--- Start of Passage provided ---

Gippsland Regional circular economy plan

A circular economy plan by Gippsland for Gippsland

The Gippsland regional circular economy plan sets out Gippsland’s aspirations to 2030 for a sustainable and thriving circular economy.

Representatives from 51 organisations contributed to the plan, including:

  • local government
  • businesses and business associations
  • manufacturers
  • social enterprise
  • the waste and resource recovery industry
  • research and education institutions
  • and the Victorian Government.

They participated in robust discussions and workshops facilitated by the Victorian Government designed to encourage strategic thinking about their region, where they are now, where they want to be by 2030, and how they can work together to get there.

Map of Gippsland region. Bass Coast, South Gippsland, Baw Baw, Latrobe, Wellington, East Gippsland.  Top right hand insert in blue shade of area of region in map of State of Victoria.

Aspirations to 2030

Gippsland’s five circular economy aspirations to 2030 are detailed below, along with six important changes, or ‘key enablers’, that have been identified to help realise these aspirations.

--- End of Passage provided ---

- _Exercise instructions_
1. List the areas of the region named in the map description of the Gippsland circular economy plan.
2. According to the Gippsland circular economy plan, how many organizations had representatives contribute to it?
3. Write what comes next in the Gippsland circular economy plan, picking up after its last sentence.

--- Start of Information supplied ---

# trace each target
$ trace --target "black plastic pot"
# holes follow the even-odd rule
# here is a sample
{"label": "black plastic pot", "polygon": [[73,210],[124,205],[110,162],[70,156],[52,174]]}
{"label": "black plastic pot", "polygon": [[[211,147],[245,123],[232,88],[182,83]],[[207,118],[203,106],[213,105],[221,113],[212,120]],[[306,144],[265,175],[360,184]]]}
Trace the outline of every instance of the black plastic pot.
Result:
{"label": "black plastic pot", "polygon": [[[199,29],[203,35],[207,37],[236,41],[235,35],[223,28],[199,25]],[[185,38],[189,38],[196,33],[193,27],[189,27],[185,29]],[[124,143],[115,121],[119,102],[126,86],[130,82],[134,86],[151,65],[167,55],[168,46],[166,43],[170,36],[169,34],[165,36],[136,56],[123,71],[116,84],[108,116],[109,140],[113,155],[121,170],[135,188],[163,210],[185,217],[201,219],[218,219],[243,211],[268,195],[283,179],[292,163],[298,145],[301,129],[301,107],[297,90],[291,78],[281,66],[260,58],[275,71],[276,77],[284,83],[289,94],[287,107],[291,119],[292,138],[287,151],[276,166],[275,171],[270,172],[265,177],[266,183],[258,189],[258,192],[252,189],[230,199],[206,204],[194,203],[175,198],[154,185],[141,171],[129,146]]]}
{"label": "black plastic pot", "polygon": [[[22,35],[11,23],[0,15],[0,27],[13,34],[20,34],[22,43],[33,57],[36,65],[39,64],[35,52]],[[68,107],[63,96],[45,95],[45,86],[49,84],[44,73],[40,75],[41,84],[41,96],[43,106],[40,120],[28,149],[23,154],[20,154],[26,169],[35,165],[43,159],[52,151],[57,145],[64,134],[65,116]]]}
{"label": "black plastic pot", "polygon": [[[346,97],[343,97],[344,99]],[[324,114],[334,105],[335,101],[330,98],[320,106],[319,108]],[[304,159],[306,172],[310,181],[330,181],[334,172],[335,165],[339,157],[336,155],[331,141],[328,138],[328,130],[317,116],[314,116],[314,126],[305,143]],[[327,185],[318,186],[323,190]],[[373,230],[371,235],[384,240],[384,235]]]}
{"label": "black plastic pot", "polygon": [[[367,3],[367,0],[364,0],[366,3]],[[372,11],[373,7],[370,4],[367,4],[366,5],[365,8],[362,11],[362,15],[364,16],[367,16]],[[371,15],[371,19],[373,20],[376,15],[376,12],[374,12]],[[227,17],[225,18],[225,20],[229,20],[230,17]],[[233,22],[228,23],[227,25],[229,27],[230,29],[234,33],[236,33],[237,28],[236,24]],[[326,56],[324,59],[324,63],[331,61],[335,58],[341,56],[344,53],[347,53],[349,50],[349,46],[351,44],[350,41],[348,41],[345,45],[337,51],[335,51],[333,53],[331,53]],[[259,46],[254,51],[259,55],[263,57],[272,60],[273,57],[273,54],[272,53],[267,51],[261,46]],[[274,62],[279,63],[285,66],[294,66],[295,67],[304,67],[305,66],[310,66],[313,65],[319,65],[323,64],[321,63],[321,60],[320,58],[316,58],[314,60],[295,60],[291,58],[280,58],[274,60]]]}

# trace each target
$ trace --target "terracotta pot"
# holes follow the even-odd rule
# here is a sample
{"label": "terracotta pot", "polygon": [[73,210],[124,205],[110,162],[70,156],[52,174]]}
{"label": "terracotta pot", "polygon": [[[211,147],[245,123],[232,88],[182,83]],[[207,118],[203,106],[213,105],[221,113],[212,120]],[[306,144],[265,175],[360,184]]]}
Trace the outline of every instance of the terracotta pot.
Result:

--- End of Information supplied ---

- _Results_
1. Bass Coast, South Gippsland, Baw Baw, Latrobe, Wellington, East Gippsland

2. 51 organizations

3.
By 2030, in Gippsland

1.The circular economy is part of everyday life in Gippsland

In the Gippsland region all materials are understood to have value, and everyone is engaged in the reuse and stewardship of resources in a circular economy.

2. Collaboration and partnership drive action

All levels of government, industry, education institutions, researchers and community in the Gippsland region are working collaboratively to deliver shared local circular economy outcomes.

3. End use markets are aligned with resource recovery processing and supply

The Gippsland region industry sectors and services are integrated with advanced resource recovery infrastructure that produces large volumes of high-quality recycled products and materials that are used to their highest value.

4. An established and maturing circular economy

In the Gippsland region, there is a clear value chain, return on investment and market opportunities for recovering and recovered materials which is well known, systemised and well utilised.

5. Organics processing capacity and capability is strengthened

The Gippsland region is Victoria’s leader in extracting maximum value from organics processing.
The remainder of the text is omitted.